== 抜粋 ==
4.AWS Network Firewallの設定
本記事では「ルールグループ」 → 「Firewall Policy」 → 「Firewall」の順に設定を行います。
1.ルールグループの作成
まず、特定のドメインリストを制御するルールグループを作成します。
- AWSコンソールで「Network Firewall」を検索
- 「Rule groups」タブに移動
- 「Create rule group」をクリック
- ルールグループの名前を入力
- ルールタイプを選択
ステートフルルール: 特定のドメインに対してのみアクセスを許可するルールを設定します。
ステートレスルール: 必要に応じて追加のルールを設定します - ルールの設定
ドメインを書く
2.Firewall Policyの作成
次に、作成したルールグループを使用してFirewall Policyを作成します。
- 「Firewall policies」タブに移動
- 「Create firewall policy」をクリック
- Policyの名前を入力
- ステートフルルールグループの追加
先ほど作成したステートフルルールグループを選択 - ステートレスルールグループの追加
必要に応じてステートレスルールグループを追加
3.Firewallの作成
最後に、Firewall Policyを適用するNetwork Firewallを作成します。
===
**作業内容**
AWS Network Firewallの設定手順を説明した抜粋について、最後の文の後に続く部分を書いてください。
== 保存データ ==
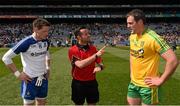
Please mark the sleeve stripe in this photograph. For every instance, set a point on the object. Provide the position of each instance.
(17, 45)
(161, 42)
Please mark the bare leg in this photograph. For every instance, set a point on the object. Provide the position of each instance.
(133, 101)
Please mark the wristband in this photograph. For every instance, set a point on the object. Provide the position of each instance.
(17, 74)
(96, 56)
(47, 68)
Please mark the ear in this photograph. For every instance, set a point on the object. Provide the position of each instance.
(35, 29)
(78, 37)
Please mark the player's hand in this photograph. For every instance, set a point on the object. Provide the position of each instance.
(24, 77)
(97, 69)
(153, 81)
(47, 74)
(101, 51)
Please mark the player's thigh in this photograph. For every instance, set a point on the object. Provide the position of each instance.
(133, 96)
(78, 95)
(41, 92)
(149, 96)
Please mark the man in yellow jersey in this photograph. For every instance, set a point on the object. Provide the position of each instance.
(146, 48)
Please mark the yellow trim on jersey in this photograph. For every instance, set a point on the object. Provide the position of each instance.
(145, 54)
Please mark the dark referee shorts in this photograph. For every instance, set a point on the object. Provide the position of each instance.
(82, 90)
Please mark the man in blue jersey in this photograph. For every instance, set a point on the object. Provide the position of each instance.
(36, 63)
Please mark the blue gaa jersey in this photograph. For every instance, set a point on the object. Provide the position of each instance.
(33, 55)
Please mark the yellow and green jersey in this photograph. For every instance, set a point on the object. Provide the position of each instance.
(145, 53)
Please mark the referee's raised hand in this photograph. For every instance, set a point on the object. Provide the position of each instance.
(101, 51)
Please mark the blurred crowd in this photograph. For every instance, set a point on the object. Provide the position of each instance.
(61, 33)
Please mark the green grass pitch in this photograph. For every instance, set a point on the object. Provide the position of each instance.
(113, 81)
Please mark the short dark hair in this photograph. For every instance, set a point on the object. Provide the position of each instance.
(40, 22)
(77, 31)
(137, 14)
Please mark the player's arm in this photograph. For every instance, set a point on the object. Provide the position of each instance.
(7, 59)
(171, 63)
(89, 60)
(48, 63)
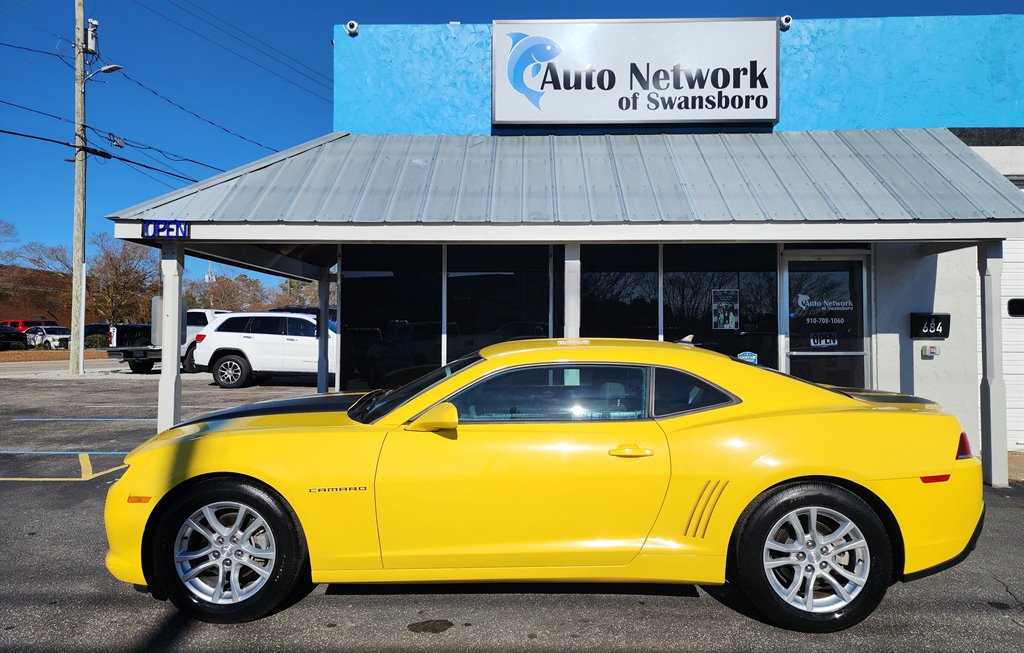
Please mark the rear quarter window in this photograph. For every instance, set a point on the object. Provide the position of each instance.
(677, 392)
(233, 325)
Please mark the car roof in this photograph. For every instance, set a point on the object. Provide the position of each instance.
(578, 345)
(263, 314)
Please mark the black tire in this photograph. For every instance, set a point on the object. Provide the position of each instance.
(288, 567)
(761, 521)
(231, 371)
(141, 366)
(188, 362)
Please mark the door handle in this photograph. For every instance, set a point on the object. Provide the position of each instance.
(630, 450)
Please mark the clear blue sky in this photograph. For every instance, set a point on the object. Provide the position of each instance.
(176, 48)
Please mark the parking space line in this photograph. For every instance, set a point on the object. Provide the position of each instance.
(13, 452)
(84, 420)
(85, 464)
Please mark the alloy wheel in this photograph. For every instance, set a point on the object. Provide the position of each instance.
(224, 553)
(816, 559)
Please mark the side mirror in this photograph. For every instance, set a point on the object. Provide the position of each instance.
(443, 417)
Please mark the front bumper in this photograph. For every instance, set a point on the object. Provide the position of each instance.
(125, 526)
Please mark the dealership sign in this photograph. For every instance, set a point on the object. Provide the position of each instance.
(601, 72)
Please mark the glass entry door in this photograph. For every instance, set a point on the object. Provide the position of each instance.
(826, 316)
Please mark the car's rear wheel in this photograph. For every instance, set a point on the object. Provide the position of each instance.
(812, 557)
(231, 372)
(227, 551)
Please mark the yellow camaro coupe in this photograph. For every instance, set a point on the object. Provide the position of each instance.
(556, 460)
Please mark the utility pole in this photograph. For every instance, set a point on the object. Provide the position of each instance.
(76, 344)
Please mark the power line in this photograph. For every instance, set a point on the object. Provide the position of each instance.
(327, 85)
(98, 153)
(144, 173)
(192, 113)
(111, 136)
(235, 52)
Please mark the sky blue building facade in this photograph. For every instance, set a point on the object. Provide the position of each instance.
(878, 73)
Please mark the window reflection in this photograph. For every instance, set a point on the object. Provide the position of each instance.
(495, 294)
(725, 297)
(391, 310)
(619, 291)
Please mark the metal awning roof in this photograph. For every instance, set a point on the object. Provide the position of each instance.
(586, 187)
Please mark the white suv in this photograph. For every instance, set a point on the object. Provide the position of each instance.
(239, 346)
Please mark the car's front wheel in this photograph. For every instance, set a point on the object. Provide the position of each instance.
(227, 551)
(231, 372)
(812, 557)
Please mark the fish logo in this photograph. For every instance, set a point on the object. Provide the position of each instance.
(528, 53)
===
**出力結果**
- 「Firewalls」タブに移動
- 「Create firewall」をクリック
- Firewallの名前を入力
- VPCを選択
- サブネットを選択(Network Firewallを配置するサブネット)
- Firewall Policyの適用
作成したFirewall Policyを選択して適用
5.ルートテーブルの設定
Network Firewallを通過するようにルートテーブルを設定し、トラフィックが適切にフィルタリングされるようにします。
これにより、Windows Serverからインターネットへのトラフィックが以下の順序で流れるようになります。
赤字で記載しているルートは戻りの通信として設定をしています。
戻りの通信も明示的に設定することにより、ファイアウォールを経由して通信することができる。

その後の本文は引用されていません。